─── READING TEXT ───
## REFLECT: Summarizing Robot Experiences for Failure Explanation and Correction

### Setup
Register for an [OpenAI API key](https://openai.com/blog/openai-api/) to use GPT-4 (there's a free trial) and enter it below.

In [1]:
from dotenv import load_dotenv
import os

load_dotenv()
API_KEY = os.getenv('OPENAI_API_KEY')
API_BASE_URL = os.getenv('OPENAI_API_BASE_URL')

In [3]:
# Add HuggingFace mirror endpoint to avoid connection timeout issues when downloading models
# os.environ["HF_ENDPOINT"] = "https://hf-mirror.com"

# Add proxy settings to avoid connection issues
os.environ["https_proxy"] = "http://127.0.0.1:15732"
os.environ["http_proxy"] = "http://127.0.0.1:15732" 
os.environ["all_proxy"] = "socks5://127.0.0.1:15732"

In [None]:
%cd main
%pwd

In [None]:
import json
from IPython.display import HTML
from base64 import b64encode

from main.gen_data import *
from main.data import load_data
from main.exp import *
from main.execute_replan import run_correction
from LLM.prompt import LLMPrompter

# You may change the GPT version here
llm_prompter = LLMPrompter(gpt_version="gpt-4o", api_key=API_KEY, base_url=API_BASE_URL)

with open('tasks.json') as f:
    tasks = json.load(f)

def show_video(video_path, video_width=300):
  video_file = open(video_path, "r+b").read()
  video_url = f"data:video/mp4;base64,{b64encode(video_file).decode()}"
  return HTML(f"""<video width={video_width} controls><source src="{video_url}"></video>""")

### Data Generation in Simulation
We provide a few example task configurations in ``tasks.json``. Let's take the first one as an example.

The robot task is to "make coffee" and the robot failed because it cannot "put the mug inside the coffee machine because there was already a cup inside it, occupying the space".

In [5]:
task_info = {
    "name": "make coffee", # name of the task
    "task_idx": 5, # index of the task, defined in TASK_LIST in constants.py
    "num_samples": 1, # the number of samples to generate, this applies for randomly injected failures (e.g. see "Task 6" in tasks.json, to automatically generate two dropping failures which occurred at different times)
─── DATASET EXCERPT ───
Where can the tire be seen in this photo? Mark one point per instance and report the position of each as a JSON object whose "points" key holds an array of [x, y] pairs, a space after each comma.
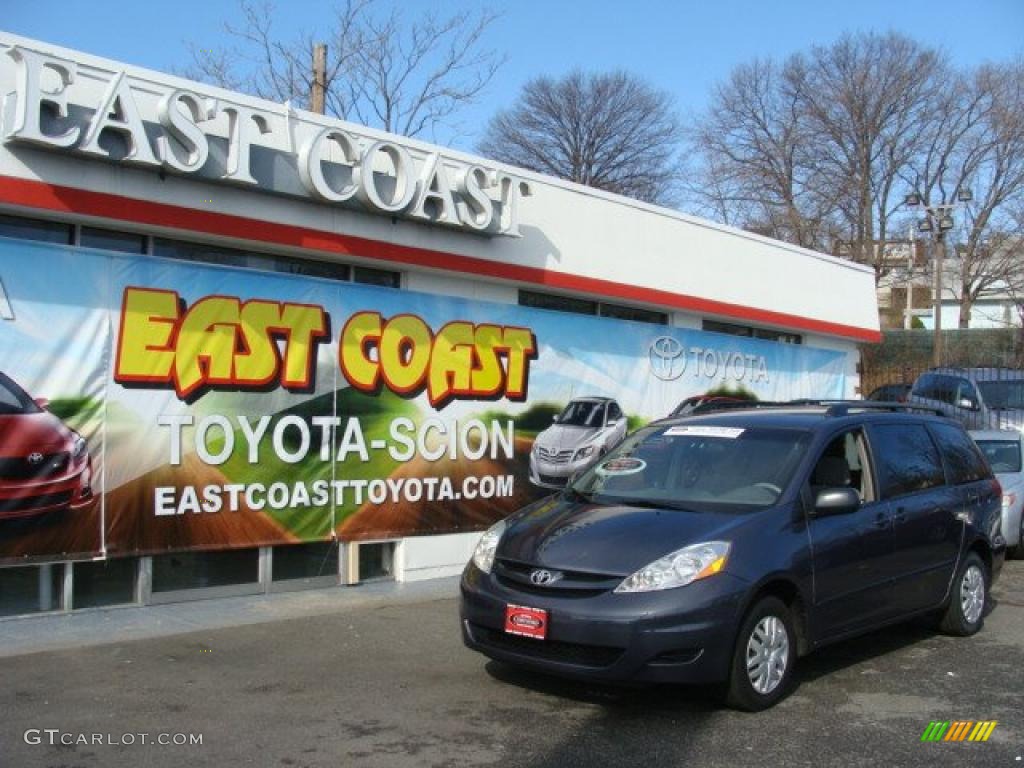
───
* _WORK TASK 1_:
In the REFLECT notebook, why did the robot fail at the "make coffee" task? Answer in one to three sentences.
* _WORK TASK 2_:
Answer these questions about the REFLECT notebook, one per line:
(a) Which GPT version does the code pass to LLMPrompter?
(b) Which file holds the example task configurations?
(c) What value is given for "task_idx" in the "make coffee" task?
* _WORK TASK 3_:
Carry the REFLECT notebook forward from its last line.
The data above comes from a separate source.

* _WRITTEN RESPONSE 1_:
The robot could not put the mug inside the coffee machine. A cup was already inside the machine, taking up the space.

* _WRITTEN RESPONSE 2_:
(a) "gpt-4o"
(b) tasks.json
(c) 5

* _WRITTEN RESPONSE 3_:
    "failure_injection": False, # whether to inject failures manaully or automatically
    "folder_name": "makeCoffee-1", # name of the folder to save data
    "scene": "FloorPlan16", # scene id as in ai2thor
    "chosen_failure": "occupied", # selected failure type, can also be blocking, occupied_put, ambiguous_plan, wrong_perception, drop, failed_action, and missing_step. See tasks.json for examples.
    "gt_failure_reason": "The robot failed to put the mug inside the coffee machine because there was already a cup inside it, occupying the space.",
    "gt_failure_step": "00:51",
    "preactions": [ # actions taken to set object state before task execution
        "(dirty_obj, Mug)"
    ],
    "failure_injection_params" : { # parameters used to configure the environment according to chosen_failure
        "src_obj_type": "Cup",
        "target_obj_type": "CoffeeMachine",
        "disp_x": 0.0,
        "disp_z": 0.05,
        "disp_y": 0.02
    },
    "actions": [ # the original robot plan
        "(navigate_to_obj, Mug)",
        "(pick_up, Mug)",
        "(navigate_to_obj, Sink)",
        "(put_on, Mug, SinkBasin)",
        "(toggle_on, Faucet)",
        "(toggle_off, Faucet)",
        "(pick_up, Mug)",
        "(pour, Mug, Sink)",
        "(navigate_to_obj, CoffeeMachine)",
        "(put_in, Mug, CoffeeMachine)",
        "(toggle_on, CoffeeMachine)",
        "(toggle_off, CoffeeMachine)",
        "(pick_up, Mug)",
        "(put_on, Mug, CounterTop)"
    ],
    "success_condition": "a clean mug is filled with coffee and on top of the countertop."
}

In [None]:
# the data will be saved under {data_path}/thor_tasks/makeCoffee/makeCoffee-1.
run_data_gen(data_path=os.getcwd(), task=task_info)

In [None]:
FOLDER_NAME = 'makeCoffee/makeCoffee-1'  # specify the task folder name here. In this example, it's makeCoffee/makeCoffee-1.
show_video(f'thor_tasks/{FOLDER_NAME}/original-video.mp4')

### Hierarchical Summary
Once we have the task execution data, we can generate a hierarchical summary of the robot experiences. The summary contains 3 levels:
1. The sensory input summary will convert raw sensory data (RGB-D, audio, robot state) into a structured format. 
2. The event-based summary is composed of captions for selected key event frames (e.g. changes in visual scene graph, audio event, robot event). 
3. The subgoal-based summary is composed of end frame of each subgoal to facilitate faster failure localization.

Please check `main/state_summary/makeCoffee/makeCoffee-1` for the generated summaries.

In [None]:
WITH_AUDIO = 1 # 1: using audio deteceted with wav2clip, 0: using ground truth audio information
events, task, object_list, interact_actions, nav_actions = load_data(f"thor_tasks/{FOLDER_NAME}", task_info)
print(len(events))

# Sensory-input summary
detected_sounds = []
if WITH_AUDIO == 1:
    detected_sounds = run_sound_module(FOLDER_NAME, object_list)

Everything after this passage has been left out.